── Sayfa alıntısı

Arama sonuçları

CERN’de geçen 30 yılın tecrübesini öğrencilerle paylaştı

CERN’de geçen 30 yılın tecrübesini öğrencilerle paylaştı

Ünlü fizik profesörü ve CERN’in önde gelen bilim insanlarından Dr. Walter Scandale,  TEV İnanç Türkeş Özel Lisesi aracılığı ile Türkiye’ye gelerek üstün potansiyelli liseli öğrenciler ve alanının öncüsü akademisyenlerle buluştu. Parçacık fiziği ve yüksek enerji fiziği alanında yarım asrı aşkın deneyime sahip Scandale, CERN’de 30 yılı aşkın süredir görev yapıyor ve Büyük Hadron Çarpıştırıcısı’nın (LHC) mıknatıs sistemlerinin tasarımı ve ışın dinamiği optimizasyonunda önemli roller üstlenmiş bir fizikçi. 

Scandale, yaptığı sunumda parçacık fiziğinin yalnızca evrenin sırlarını çözmekle kalmayıp tıptan iletişime, günlük hayattan teknolojiye kadar birçok alanda yaşamı nasıl dönüştürdüğünü CERN’de deneyimlediği örneklerle anlattı.

BAŞARISIZ OLABİLİRSİNİZ AMA 

İlimde başarısızlığın kaçınılmaz olduğunu değinen Scandale şöyle dedi: “Yaptığınız işlerin yüzde 90’ı başarısız olabilir. Önemli olan, kalan yüzde 10’u tanıyabilmek ve bu potansiyelden ilerlemeyi bilmek. Çabanızın içinden parlayan o küçük ama kıymetli parçayı fark ederek onun peşinden gitmek, gerçek keşfin kapısını aralar. Bu, ileride bilim yolculuğunuzda karşılaşacağınız kültür. Gerçek ilerleme, vazgeçmeden denemeye devam edenlerin işidir.”

────

_Verilen görev:_
Walter Scandale'in öğrencilerle buluşmasını anlatan haberi lütfen kaldığı yerden sürdürün.

── Kayıtlı bilgiler

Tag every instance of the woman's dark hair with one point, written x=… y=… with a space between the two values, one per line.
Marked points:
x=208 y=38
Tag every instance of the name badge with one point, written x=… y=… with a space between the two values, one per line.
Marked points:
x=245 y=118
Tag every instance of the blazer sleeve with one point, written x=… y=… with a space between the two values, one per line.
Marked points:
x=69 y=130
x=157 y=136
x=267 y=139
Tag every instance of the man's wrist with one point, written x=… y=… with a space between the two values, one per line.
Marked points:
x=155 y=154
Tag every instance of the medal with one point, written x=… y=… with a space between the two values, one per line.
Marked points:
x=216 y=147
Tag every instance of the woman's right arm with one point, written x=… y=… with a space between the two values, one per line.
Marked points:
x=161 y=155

────
── Kayıtlı bilgiler

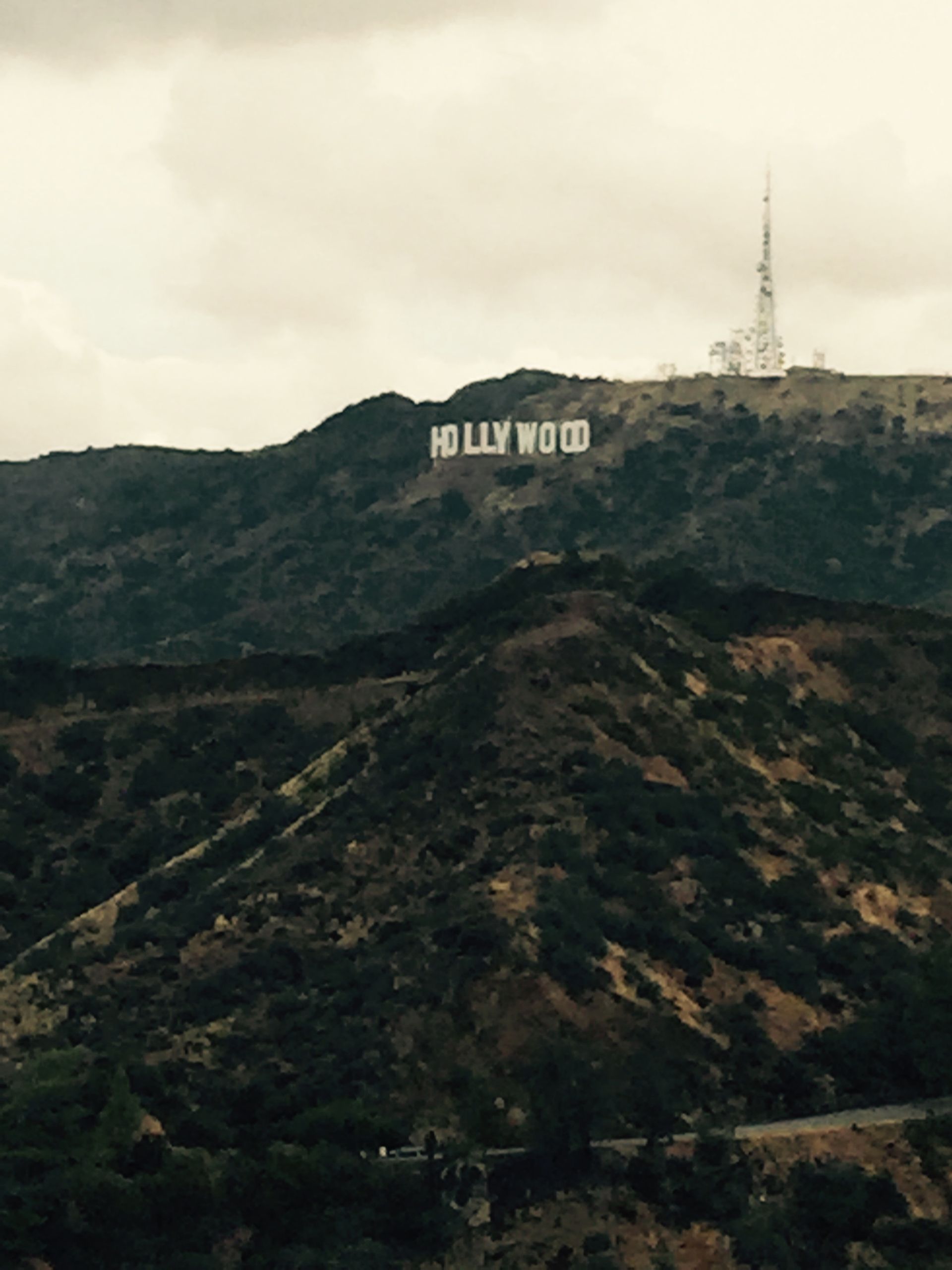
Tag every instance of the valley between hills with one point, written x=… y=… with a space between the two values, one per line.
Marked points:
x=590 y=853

────

_Görev yanıtı:_
SANAT VE BİLİM DENGESİ

Lise öğrencilerinden gelen “Sanat ve bilim arasındaki denge hakkında ne düşünüyorsunuz? Sizce sanat bilim için midir, yoksa bilim sanat için mi? Yoksa ikisi eşit midir?” sorusuna CERN’de sanat ve bilimi bütünleştirmeye yönelik bir merkezin olduğu örneği ile yanıt veren Scandale şunları anlattı:  “Bence bu ikisi birbirini tamamlayıcı nitelikte; birinin diğerinden üstün olduğu bir durum yok. Temel fark şu: Bilim, entelektüel çabanın bir ürünü ve bu da yaşam boyu süren bir çaba gerektiriyor. Sanat da böyle bir yapıya sahip ama daha çok sanatçının kendi iç dünyasını ifade etme biçimiyle, bir yetenekle ilgilidir. Bilimde ise anlayışınızı ve bilginizi ifade etmeniz gerekir. Çok çalışmalı, ne yaptığınızı bilmelisiniz ve en önemlisi hata yapmayı da kabul etmelisiniz. 

Einstein’ın genel görelilik kuramı, kendisinden bir asır önce yaşamış bir matematikçinin bilgisine dayanıyordu. Tamamen teorik olan bu geometri olmasaydı, genel görelilik teorisi mümkün olamazdı. Bu örnek bile bilimsel düşüncenin ne kadar birbirine bağlı olduğunu gösteriyor. Bilim, bireysel çabanın yaratıcılığın temeli olduğu bir alan. Ancak aynı zamanda bu bireysel çaba, çoğu zaman sanatta şart olmayan ortak çalışmayla da desteklenmek zorundadır.”

HANGİ ÖĞRENCİLER ETKİLİYOR?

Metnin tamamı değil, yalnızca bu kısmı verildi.